------ Dataset extract

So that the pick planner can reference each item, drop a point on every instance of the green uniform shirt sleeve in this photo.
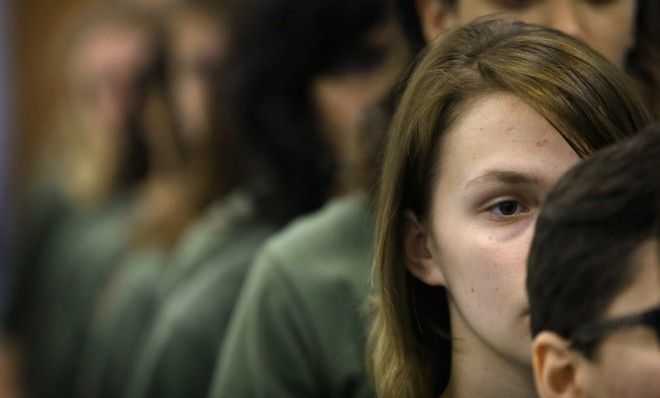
(268, 348)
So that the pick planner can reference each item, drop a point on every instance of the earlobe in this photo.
(435, 16)
(554, 367)
(418, 255)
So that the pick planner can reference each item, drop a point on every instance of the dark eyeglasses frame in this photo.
(591, 332)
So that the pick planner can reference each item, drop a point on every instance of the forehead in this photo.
(500, 132)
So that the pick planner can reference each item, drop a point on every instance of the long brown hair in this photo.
(588, 101)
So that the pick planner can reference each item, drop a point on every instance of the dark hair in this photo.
(641, 63)
(592, 222)
(589, 102)
(277, 48)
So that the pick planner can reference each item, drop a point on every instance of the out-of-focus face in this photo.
(108, 70)
(627, 362)
(341, 98)
(197, 47)
(606, 25)
(497, 166)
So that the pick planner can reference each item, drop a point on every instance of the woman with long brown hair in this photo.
(490, 119)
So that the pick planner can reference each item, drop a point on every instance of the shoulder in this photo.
(340, 229)
(322, 255)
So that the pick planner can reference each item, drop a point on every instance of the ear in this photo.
(419, 257)
(555, 367)
(435, 16)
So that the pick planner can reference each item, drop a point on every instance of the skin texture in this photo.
(497, 165)
(606, 25)
(342, 99)
(628, 362)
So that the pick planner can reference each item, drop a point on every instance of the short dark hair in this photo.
(589, 228)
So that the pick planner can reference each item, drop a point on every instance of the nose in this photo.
(565, 16)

------------

## [Exercise instructions]
Arrange the data from the line containing "nose in this photo." through the end of the data as a numbered list, skipping any blank lines.

## [Exercise output]
1. So that the pick planner can reference each item, drop a point on every instance of the nose in this photo.
2. (565, 16)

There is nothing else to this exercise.